## Document extract:
•••••

Here are some tips to help you out:
- Phishing messages will usually ask you to share personal or financial information - like your Social Security Number or credit card details. That information isn't needed to sign up for a Coronavirus test.
- If you notice shady shortened links, or weird destinations if you hover over the link, you're likely dealing with a phishing attempt.
- Phishing messages will usually contain weird attachments - like a Word doc with an .exe extension.
- Hackers who use phishing will try to claim they're someone in a position of authority - like the CEO, a police officer, or someone from the CDC in this case.
- Don't answer calls from numbers you don't recognize. If your colleagues have a question, they can chat with you on the company's encrypted messaging channels.
- Phishing messages will almost always contain obvious spelling errors. Also, they will come from weird addresses that try to copy legit ones. For example, if company emails at your workplace are [name]@finance.com, a scammer would use something like [name]@f1nance.org.
- Phishing emails will have very generic opening lines (like "Greetings Sir or Madam"), and they will always have a tone of urgency that insists you act on the spot.
- Use Stanford's Anti-Phishing Browser Extensions to improve your odds. Consider using uMatrix and uBlock Origin too since they can prevent harmful scripts from starting up.
For more information on Coronavirus phishing scams, follow this link.
Use Security Software
VPNs are great for security, but they can't protect you against malware. And hackers love to use that - especially Coronavirus-themed malware like malicious live maps or fake apps that use tracking malware.
That's why you need to use antivirus/antimalware software to secure your device. If your company didn't provide you with one, or you're just a regular online user, try Malwarebytes or Bitdefender.
Use Password Managers
Password managers are software that act as a digital vault for your login credentials. They secure them behind one Master Password, and even offer password generators to help you come up with strong passwords.
Your company should already use a password manager. If it doesn't, though, 1Password Business and Dashlane Business are good options. If you're a regular user and don't have one, try one of the services on this list.
Secure Home Networks
One very easy way to do this that's also free is to change the default login credentials on the router. You should train your employees to do this, and you should also do this even if you don't work from home.

•••••

## Supplied material:
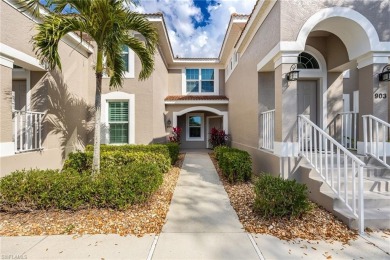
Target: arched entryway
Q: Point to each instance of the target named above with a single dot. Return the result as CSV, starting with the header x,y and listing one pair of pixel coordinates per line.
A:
x,y
196,123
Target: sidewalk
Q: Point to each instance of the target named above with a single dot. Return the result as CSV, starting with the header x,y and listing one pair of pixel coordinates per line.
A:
x,y
201,224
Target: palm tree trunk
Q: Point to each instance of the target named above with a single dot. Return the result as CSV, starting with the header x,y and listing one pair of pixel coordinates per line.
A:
x,y
96,142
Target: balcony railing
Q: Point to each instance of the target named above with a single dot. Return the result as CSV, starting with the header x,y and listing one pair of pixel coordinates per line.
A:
x,y
348,129
337,166
268,133
376,138
27,130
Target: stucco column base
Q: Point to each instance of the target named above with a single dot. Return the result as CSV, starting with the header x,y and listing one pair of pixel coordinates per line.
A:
x,y
285,110
373,95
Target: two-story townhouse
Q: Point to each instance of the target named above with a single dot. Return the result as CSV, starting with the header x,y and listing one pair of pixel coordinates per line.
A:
x,y
28,90
294,81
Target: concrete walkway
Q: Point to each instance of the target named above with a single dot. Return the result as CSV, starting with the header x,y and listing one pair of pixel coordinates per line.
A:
x,y
201,224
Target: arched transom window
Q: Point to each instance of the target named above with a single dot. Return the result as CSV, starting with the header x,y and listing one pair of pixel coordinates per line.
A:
x,y
307,61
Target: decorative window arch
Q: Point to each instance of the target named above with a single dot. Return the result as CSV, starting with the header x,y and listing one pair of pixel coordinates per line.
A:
x,y
307,61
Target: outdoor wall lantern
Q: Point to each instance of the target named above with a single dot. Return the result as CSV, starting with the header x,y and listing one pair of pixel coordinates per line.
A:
x,y
293,75
385,74
169,123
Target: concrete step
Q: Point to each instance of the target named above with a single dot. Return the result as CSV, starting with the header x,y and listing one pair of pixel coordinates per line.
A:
x,y
377,204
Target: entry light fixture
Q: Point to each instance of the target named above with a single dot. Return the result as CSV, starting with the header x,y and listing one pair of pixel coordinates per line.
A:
x,y
293,75
385,74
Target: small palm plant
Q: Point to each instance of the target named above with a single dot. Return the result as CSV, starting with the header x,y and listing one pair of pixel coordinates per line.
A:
x,y
110,24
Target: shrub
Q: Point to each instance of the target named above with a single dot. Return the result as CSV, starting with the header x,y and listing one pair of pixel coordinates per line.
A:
x,y
218,137
43,189
174,150
133,183
176,135
153,148
236,165
276,197
50,189
119,158
219,150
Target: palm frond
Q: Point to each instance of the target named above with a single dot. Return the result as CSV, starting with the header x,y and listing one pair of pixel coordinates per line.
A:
x,y
50,32
137,22
144,54
31,6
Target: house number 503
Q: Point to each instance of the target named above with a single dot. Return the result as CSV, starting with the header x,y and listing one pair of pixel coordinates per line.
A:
x,y
380,96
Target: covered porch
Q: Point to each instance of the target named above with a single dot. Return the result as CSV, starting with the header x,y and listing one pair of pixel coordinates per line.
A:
x,y
196,116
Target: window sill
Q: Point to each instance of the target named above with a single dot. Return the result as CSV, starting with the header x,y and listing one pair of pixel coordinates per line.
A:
x,y
195,139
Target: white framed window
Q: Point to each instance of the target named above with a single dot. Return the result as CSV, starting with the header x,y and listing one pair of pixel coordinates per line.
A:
x,y
118,118
118,121
128,58
195,127
200,81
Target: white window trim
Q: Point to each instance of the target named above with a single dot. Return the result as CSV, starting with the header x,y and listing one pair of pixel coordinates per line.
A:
x,y
216,83
128,74
188,138
117,96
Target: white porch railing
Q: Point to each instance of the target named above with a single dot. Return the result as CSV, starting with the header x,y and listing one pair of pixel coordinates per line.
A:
x,y
376,138
268,134
27,130
338,167
348,129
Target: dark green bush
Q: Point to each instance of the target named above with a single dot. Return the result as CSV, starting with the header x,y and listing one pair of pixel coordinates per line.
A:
x,y
83,161
235,164
50,189
153,148
174,150
219,150
43,189
118,188
276,197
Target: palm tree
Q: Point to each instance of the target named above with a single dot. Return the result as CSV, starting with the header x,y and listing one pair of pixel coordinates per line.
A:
x,y
110,24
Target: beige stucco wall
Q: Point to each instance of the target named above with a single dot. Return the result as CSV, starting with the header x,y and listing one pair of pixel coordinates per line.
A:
x,y
68,91
292,21
18,30
149,101
174,82
242,86
246,87
160,91
5,104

•••••

## What to do:
Write the next part of the online security tips, picking up after their final sentence. The listing can be set aside.

## Task response:
Because hackers can actually look up PDF manuals for routers on the Internet. They can google the model, find the manual, and just use the admin username and password in it to hack into your router.
How do they know the model? From the SSID most of the time (the name of the WiFi network). So change that too.
Patch Your VPN Servers
This mostly applies to Palo Alto Networks, Fortinet, and Pulse Secure users since those services had vulnerabilities before. You can find all the right updates in this article from ZDNet.
Even if you use a different service, you should still make sure the servers are up-to-date.
Enable MFA on All Accounts
MFA means you'll need to enter a randomly generated code to complete the login process. It might seem like a hassle, but according to Microsoft, it can block 99.9% of account takeovers. Yes, even if the hacker has the user's login credentials.
Ideally, you should turn on this feature on all your accounts. If you run a business, you should turn it on or integrate it into your VPN accounts too if possible.
Will the VPN Surge in Traffic Continue?
It's hard to say how long this crisis will last. Vaccines are already being developed and tested, and some speculate that things should start getting better by summer. On the other hand, some experts actually think the pandemic will last until next spring (at least in the UK).
In any case, due to the Coronavirus, VPN usage will likely increase even more in the coming weeks - especially if more and more businesses move to the work-from-home model. Whether or not this trend will continue once the crisis is over remains to be seen.